» Document excerpt

····················

For a PWH with MASLD, obesity, or T2D, the 2026 evidence supports GLP-1 initiation in the same way it does for HIV-negative adults, with three caveats: coordinate ART levels for atazanavir or rilpivirine, screen for lean mass loss, and understand that tesamorelin still occupies a specific niche for isolated visceral adiposity in normal-weight patients. The population that got locked out of every pivotal GLP-1 trial in the last decade is now the one where the mechanism arguably matters most.
Disclaimer
This article is for educational and research purposes only and is not medical advice. Semaglutide and tirzepatide are FDA-approved for type 2 diabetes and chronic weight management in HIV-negative populations; use in people living with HIV falls under general labeling and is not a distinct HIV-specific indication as of July 2026. The SLIM LIVER trial (A5371) was open-label and single-arm; the Eckard and McComsey lipohypertrophy trial is single-center. Epigenetic aging clocks are surrogate biomarkers, not proof of altered lifespan or healthspan. Drug-drug interaction data for GLP-1s with atazanavir and rilpivirine remain limited and are extrapolated from mechanistic considerations rather than dedicated PK studies. Any change to antiretroviral therapy, initiation of a GLP-1, or switching between tesamorelin and a GLP-1 should be made with a qualified HIV clinician familiar with the patient's regimen and comorbidities.

····················

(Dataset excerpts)
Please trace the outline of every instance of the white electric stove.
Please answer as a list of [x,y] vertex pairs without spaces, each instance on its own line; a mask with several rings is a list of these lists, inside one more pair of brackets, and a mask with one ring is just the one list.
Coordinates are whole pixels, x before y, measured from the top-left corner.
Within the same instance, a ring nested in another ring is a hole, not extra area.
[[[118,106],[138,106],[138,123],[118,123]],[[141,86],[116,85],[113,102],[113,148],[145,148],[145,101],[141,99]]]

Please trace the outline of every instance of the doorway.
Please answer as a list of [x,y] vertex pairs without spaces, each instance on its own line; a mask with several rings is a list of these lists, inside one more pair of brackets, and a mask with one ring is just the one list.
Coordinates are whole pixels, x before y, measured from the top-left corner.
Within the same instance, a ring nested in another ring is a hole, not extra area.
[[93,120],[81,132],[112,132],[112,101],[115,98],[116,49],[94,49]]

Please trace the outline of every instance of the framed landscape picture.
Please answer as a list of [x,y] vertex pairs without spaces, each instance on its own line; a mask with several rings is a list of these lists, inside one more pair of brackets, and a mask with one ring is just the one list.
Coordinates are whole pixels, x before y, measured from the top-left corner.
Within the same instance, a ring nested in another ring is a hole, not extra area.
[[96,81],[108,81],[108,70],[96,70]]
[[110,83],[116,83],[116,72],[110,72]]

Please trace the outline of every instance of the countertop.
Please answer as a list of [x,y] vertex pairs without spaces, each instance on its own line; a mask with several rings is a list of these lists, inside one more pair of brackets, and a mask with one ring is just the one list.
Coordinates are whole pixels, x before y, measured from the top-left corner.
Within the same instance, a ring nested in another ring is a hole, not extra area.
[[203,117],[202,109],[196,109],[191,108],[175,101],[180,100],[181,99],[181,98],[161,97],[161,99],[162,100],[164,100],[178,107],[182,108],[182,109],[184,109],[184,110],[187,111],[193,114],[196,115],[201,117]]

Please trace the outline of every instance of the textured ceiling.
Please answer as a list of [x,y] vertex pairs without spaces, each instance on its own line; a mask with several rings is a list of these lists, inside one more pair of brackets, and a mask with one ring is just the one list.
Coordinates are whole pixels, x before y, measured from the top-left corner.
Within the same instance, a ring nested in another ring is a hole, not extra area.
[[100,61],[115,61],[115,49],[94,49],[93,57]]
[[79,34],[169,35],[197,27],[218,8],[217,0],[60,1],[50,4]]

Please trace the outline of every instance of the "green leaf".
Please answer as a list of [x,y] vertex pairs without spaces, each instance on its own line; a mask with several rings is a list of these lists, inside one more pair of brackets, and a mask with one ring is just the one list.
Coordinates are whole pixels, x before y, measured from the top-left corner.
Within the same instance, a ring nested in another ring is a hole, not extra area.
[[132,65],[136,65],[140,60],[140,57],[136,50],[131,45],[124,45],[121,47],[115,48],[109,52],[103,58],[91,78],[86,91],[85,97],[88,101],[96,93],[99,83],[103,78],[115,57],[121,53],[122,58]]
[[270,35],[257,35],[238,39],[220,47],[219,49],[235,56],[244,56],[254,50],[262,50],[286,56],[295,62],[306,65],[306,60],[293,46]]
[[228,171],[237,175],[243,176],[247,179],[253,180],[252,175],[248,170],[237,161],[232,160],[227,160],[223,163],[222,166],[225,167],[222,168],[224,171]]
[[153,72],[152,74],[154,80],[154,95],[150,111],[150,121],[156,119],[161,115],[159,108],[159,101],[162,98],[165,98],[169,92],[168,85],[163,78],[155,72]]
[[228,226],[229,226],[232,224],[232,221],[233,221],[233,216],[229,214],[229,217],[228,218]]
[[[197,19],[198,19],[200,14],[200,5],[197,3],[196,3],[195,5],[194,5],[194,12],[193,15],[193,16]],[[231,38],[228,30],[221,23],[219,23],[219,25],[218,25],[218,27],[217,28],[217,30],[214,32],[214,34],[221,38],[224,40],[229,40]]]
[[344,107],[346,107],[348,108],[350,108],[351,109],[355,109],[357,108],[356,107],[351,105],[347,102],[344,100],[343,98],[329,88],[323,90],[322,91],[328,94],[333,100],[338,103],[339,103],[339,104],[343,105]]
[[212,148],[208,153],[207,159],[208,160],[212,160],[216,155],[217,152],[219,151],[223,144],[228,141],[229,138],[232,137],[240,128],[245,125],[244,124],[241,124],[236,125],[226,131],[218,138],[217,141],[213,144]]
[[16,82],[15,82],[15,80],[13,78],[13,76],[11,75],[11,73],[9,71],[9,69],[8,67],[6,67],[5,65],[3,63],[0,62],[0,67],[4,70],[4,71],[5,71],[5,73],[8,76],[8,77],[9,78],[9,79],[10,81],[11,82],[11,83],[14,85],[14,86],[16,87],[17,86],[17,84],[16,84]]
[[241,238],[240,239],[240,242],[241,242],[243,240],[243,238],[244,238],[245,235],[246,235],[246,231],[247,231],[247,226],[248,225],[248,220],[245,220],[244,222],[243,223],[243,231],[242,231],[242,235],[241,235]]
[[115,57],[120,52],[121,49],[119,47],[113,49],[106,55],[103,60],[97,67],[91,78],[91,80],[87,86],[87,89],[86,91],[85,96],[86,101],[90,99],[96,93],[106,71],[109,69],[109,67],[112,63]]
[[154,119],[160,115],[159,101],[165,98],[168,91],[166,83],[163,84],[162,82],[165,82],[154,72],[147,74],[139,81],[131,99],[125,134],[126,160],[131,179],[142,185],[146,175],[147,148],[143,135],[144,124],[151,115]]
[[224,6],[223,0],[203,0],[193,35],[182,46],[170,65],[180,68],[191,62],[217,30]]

····················

» Explore the material
a) From the GLP-1 and HIV article, output the passage that begins at the words "For a PWH with" and stops after "arguably matters most.".
b) Recast the paragraph of the GLP-1 and HIV article that opens "This article is for educational and research purposes only" as a short bulleted list that keeps its main facts.

» Outputs by task
a)
For a PWH with MASLD, obesity, or T2D, the 2026 evidence supports GLP-1 initiation in the same way it does for HIV-negative adults, with three caveats: coordinate ART levels for atazanavir or rilpivirine, screen for lean mass loss, and understand that tesamorelin still occupies a specific niche for isolated visceral adiposity in normal-weight patients. The population that got locked out of every pivotal GLP-1 trial in the last decade is now the one where the mechanism arguably matters most.

b)
- The article is for educational and research purposes only and is not medical advice.
- Semaglutide and tirzepatide are FDA-approved for type 2 diabetes and chronic weight management in HIV-negative populations. As of July 2026, their use in people living with HIV falls under general labeling and has no distinct HIV-specific indication.
- The SLIM LIVER trial (A5371) was open-label and single-arm.
- The Eckard and McComsey lipohypertrophy trial is single-center.
- Epigenetic aging clocks are surrogate biomarkers. They do not prove altered lifespan or healthspan.
- Data on GLP-1 interactions with atazanavir and rilpivirine are limited. They are extrapolated from mechanistic considerations, not from dedicated PK studies.
- Any change to antiretroviral therapy, any GLP-1 initiation, or any switch between tesamorelin and a GLP-1 should be made with a qualified HIV clinician who knows the patient's regimen and comorbidities.